## TESTO FORNITO

#####

Quando e dove è nato il tappeto annodato? A questa domanda sono state date molte risposte, spesso contrastanti.
C’è chi ha attribuito questa invenzione agli egiziani, chi ai cinesi, chi a questo o quel ramo del grande e intricato albero delle popolazioni indoeuropee.
Il più antico tappeto annodato fu rinvenuto nella vallata di Pazyryk in un tumulo risalente al V secolo a.C. Il suo stato di conservazione era eccezionalmente buono, perché per venticinque secoli era rimasto ibernato al riparo di una spesa lastra di ghiaccio.
Fin dal 1929 una missione archeologica russa guidata da Sergej Rudenko e Mikhail Griaznof aveva intrapreso gli scavi di cinque Kurgan, tombe a tumulo del periodo sciita scoperte nella valle di Pazyryk, lungo i monti Altaj, a 1650 metri sul livello del mare e a poche decine di chilometri dal confine orientale della Russia asiatica con la Mongolia esteriore.
Il ritrovamento del tappeto detto di Pazyryk avvenne nel 1949 durante lo scavo del quinto tumulo. Ma quali criteri si usano per classificare i tappeti in antichi o meno?
La oggettiva deperibilità dei tappeti e di conseguenza la loro difficile conservazione fa sì che, a differenza di altri oggetti d’arte maggiore o minore quali il quattro, la ceramica, il mobile, per i tappeti si usino criteri di azione molto più vicini alla nostra epoca:
– sono storici i tappeti del XV, XVI e XVII secolo; sono antichi i tappeti del XVIII e XIX secolo;
– sono semi-antichi, o vecchi, o, come più propriamente si dice, old carpets, i tappeti che datano dai primi del Novecento agli inizi della seconda guerra mondiale;
– sono moderni i tappeti dal 1940 ad oggi.
Per concludere questa classificazione, aggiungiamo che il tappeto orientale, per la sua strutturale peculiarità, non è mai contemporaneo, ma piuttosto “nuovo”, intendendosi con ciò un tappeto fatto oggi e che non è mai stato usato in precedenza.

#####

Estratti di registrazioni di annotazione

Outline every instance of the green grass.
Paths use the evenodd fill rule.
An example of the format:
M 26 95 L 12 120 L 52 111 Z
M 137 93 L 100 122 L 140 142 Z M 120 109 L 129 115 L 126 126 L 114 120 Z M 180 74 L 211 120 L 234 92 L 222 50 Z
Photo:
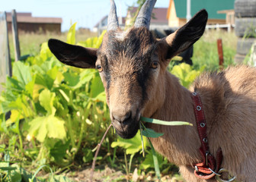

#####

## OBIETTIVO DELL'ESERCIZIO
Riporti fedelmente il passo del testo sul tappeto annodato che va da «C’è chi ha attribuito» fino a «lastra di ghiaccio.».

## ESITO DELL'ESERCIZIO
C’è chi ha attribuito questa invenzione agli egiziani, chi ai cinesi, chi a questo o quel ramo del grande e intricato albero delle popolazioni indoeuropee.
Il più antico tappeto annodato fu rinvenuto nella vallata di Pazyryk in un tumulo risalente al V secolo a.C. Il suo stato di conservazione era eccezionalmente buono, perché per venticinque secoli era rimasto ibernato al riparo di una spesa lastra di ghiaccio.